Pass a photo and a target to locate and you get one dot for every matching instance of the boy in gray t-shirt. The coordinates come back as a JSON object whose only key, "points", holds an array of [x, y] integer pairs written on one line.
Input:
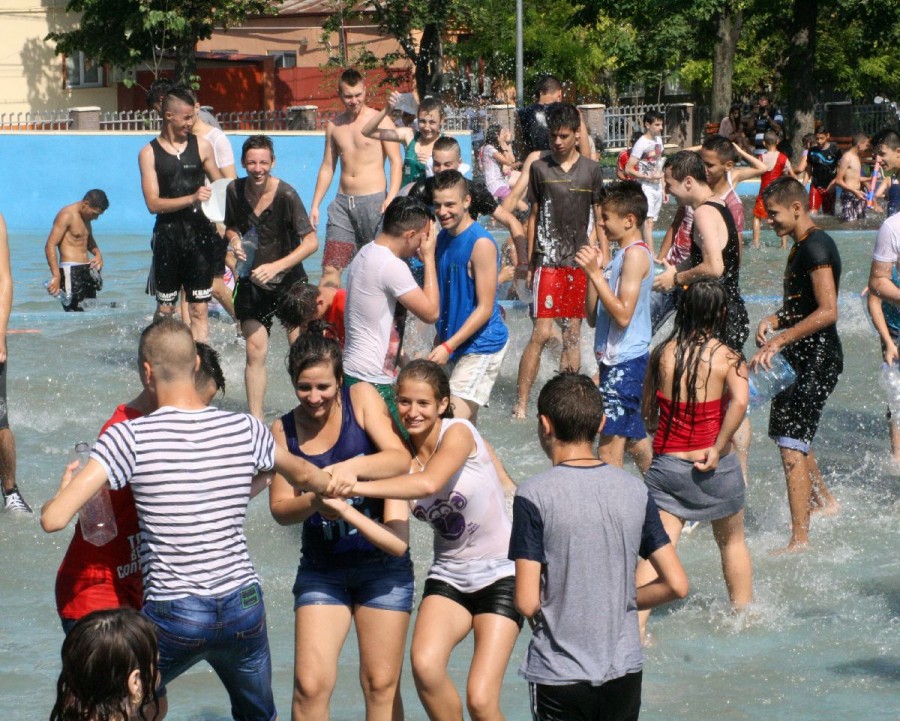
{"points": [[578, 530]]}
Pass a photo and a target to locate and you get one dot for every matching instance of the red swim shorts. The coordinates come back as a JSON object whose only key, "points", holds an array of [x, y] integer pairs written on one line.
{"points": [[559, 292]]}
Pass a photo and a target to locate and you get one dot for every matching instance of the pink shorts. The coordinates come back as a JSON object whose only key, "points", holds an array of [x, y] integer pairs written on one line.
{"points": [[559, 292]]}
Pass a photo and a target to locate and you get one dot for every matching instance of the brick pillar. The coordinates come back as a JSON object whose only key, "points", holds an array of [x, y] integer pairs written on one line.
{"points": [[87, 118], [302, 117], [680, 124], [594, 117]]}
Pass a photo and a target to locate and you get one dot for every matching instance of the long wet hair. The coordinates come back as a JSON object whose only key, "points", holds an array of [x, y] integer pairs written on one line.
{"points": [[699, 326], [431, 373], [313, 348], [99, 654]]}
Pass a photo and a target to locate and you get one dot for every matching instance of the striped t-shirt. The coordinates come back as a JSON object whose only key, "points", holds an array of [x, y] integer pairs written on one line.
{"points": [[190, 473]]}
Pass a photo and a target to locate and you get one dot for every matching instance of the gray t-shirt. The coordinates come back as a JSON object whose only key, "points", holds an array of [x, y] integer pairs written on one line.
{"points": [[587, 527]]}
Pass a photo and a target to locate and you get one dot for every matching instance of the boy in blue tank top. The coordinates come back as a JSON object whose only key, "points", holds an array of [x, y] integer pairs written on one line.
{"points": [[617, 305], [470, 331]]}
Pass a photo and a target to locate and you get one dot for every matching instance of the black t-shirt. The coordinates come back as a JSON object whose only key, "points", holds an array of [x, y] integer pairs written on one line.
{"points": [[816, 251], [535, 134], [564, 201], [280, 228], [823, 164], [483, 203]]}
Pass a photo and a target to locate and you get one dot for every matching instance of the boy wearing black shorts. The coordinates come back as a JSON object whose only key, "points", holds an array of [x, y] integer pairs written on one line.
{"points": [[271, 209], [565, 187], [809, 342], [584, 661]]}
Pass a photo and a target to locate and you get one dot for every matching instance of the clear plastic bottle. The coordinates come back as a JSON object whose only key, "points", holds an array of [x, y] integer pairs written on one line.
{"points": [[766, 384], [889, 380], [249, 244], [97, 518], [62, 296]]}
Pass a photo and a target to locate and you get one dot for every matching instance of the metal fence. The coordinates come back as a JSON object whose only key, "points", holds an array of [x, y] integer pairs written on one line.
{"points": [[41, 120], [623, 120], [147, 120]]}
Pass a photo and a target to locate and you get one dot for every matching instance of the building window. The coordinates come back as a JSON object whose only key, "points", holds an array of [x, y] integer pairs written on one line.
{"points": [[81, 72], [283, 59]]}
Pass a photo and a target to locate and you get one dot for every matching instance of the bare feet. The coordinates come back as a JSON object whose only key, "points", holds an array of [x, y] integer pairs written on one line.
{"points": [[792, 547]]}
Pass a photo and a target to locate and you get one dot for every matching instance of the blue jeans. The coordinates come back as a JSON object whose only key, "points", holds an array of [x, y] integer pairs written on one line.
{"points": [[229, 633]]}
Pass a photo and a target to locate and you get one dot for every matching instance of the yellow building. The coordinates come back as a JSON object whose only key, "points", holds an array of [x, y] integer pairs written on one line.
{"points": [[32, 77]]}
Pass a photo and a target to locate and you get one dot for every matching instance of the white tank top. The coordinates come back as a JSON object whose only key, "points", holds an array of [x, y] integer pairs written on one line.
{"points": [[469, 520]]}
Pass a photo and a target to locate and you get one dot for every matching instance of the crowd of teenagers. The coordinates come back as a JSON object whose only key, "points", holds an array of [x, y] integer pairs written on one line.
{"points": [[375, 436]]}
=-=-=
Task brief » The data above needs to be retyped exactly, with the images left out.

Worked solution »
Pass a photo and a target to locate and you get one dot for every matching instance of the boy in gray t-shirt. The coordinates come back as a JSON object whose only key, "points", holds an array of [x, y] integer pairs written on one line.
Input:
{"points": [[578, 530]]}
Pass a photo and a target to locate and you get one dot for every matching instance of the red swim shorts. The coordinates come back as a JSON object whose only key, "points", holds an array of [x, y] integer pairs written on one line.
{"points": [[559, 292]]}
Pass a photo and a target to locate and you get one dot for every matching instance of the pink shorts. The coordinates come back as a JSON object whose only key, "points", holds an array of [x, y] integer pairs written on one line.
{"points": [[559, 292]]}
Pass a photo and a target to locate and you get one dot for every matching instance of the brick pillar. The coordinates come back as a JSON object whose only key, "points", holds an array of [x, y] integer pairs written on one line.
{"points": [[87, 118], [302, 117], [680, 124], [594, 117]]}
Pass a photo and a target to locate and you get one dot for every matching instance of the long wet hair. The coordinates come back as a JSON object whose only key, "points", holds an array of [x, y] integer pairs written on one line.
{"points": [[699, 326], [431, 373], [313, 348], [99, 654]]}
Pass a photo and a target to locate and you get one dot for every matching instance of the striped t-shirt. The coordinates come back as a JSON object whose only key, "points", holds an array of [x, y] integer pairs written on one line.
{"points": [[190, 473]]}
Pass a photo and a target to locate and you get one dot for every matching instance of the gray t-shirt. The coordinates come back as a JSON object whose only key, "points", holds an array of [x, y] integer pairs written on one line.
{"points": [[587, 527]]}
Pass a photo and a target to locate and you get one dot for every matching instance of the boy in blue tank top. The coordinates come back as a JSON object whose only key, "points", holds an array of [x, y] integer pairs written on one line.
{"points": [[617, 305], [470, 331]]}
Pass a photo and a target to locate and you get one dot for every matching instance of the black t-shirt. The coordinates come back as a JSON object whose only key, "points", holds an array of [x, y] integer pairs written on one line.
{"points": [[816, 251], [535, 134], [564, 201], [280, 228], [823, 164], [483, 203]]}
Pass a photo and a target to locate and you get one dot for every matching instance of the boy wearing black shorts. The coordinates come back as a JSON object whose only key, "points", holds an array of [x, y] integer pairs written on one line.
{"points": [[271, 209], [565, 187], [809, 342], [584, 661]]}
Pass a photo and a target to locate and you get one dot for every matching instance of the clear plastic bottle. The coordinates come back as a JSON object whose only key, "points", holds an array of [x, y] integer pairs written on one line.
{"points": [[766, 384], [889, 380], [249, 244], [97, 518], [62, 296]]}
Pass a photo and a target to locate and you get one dot for every matching instance of the metal fence. The coordinates come back as a JSON object whose only key, "points", holds an array of [x, y] integer pairs written on one line.
{"points": [[41, 120], [623, 120], [147, 120]]}
Pass a photo and a target to locate and you get one dot for every matching instance of the building window. The coordinates come back as a JSON object whose only key, "points", holds an array of [x, y] integer pairs written on one line.
{"points": [[81, 72], [283, 59]]}
Pass a photo and a target to locate and you get one dot for every matching instance of the bare feet. The coordinates come back as a JSON object whose only key, "points", holds an array of [x, y] integer pairs written on one line.
{"points": [[792, 547]]}
Pass a photo and a target to locate and you get one dot for every matching instance of the blue jeans. The coordinates come back as a JSON object whose only key, "points", holds an array of [x, y] integer pairs written on one line.
{"points": [[229, 633]]}
Pass a photo and a target to locate and you get one dot for every matching instance of the yellow building. The coordinates come back as a JSON object whose only key, "points", holds an array of [x, y] integer pairs written on one line.
{"points": [[32, 77]]}
Pass a photo and a target to locate and you get one dot for every matching instance of the white tank top. The coordinates come back as a JSON object whose only key, "points", holds an array of [x, y] integer pairs written on one line.
{"points": [[469, 520]]}
Pass a photo and a target to locate and you get one dot for every matching instance of the crowd of teenagers. The coordinates come back as a JSON object whose only key, "points", holds an array of [x, y] integer pairs written on one line.
{"points": [[375, 436]]}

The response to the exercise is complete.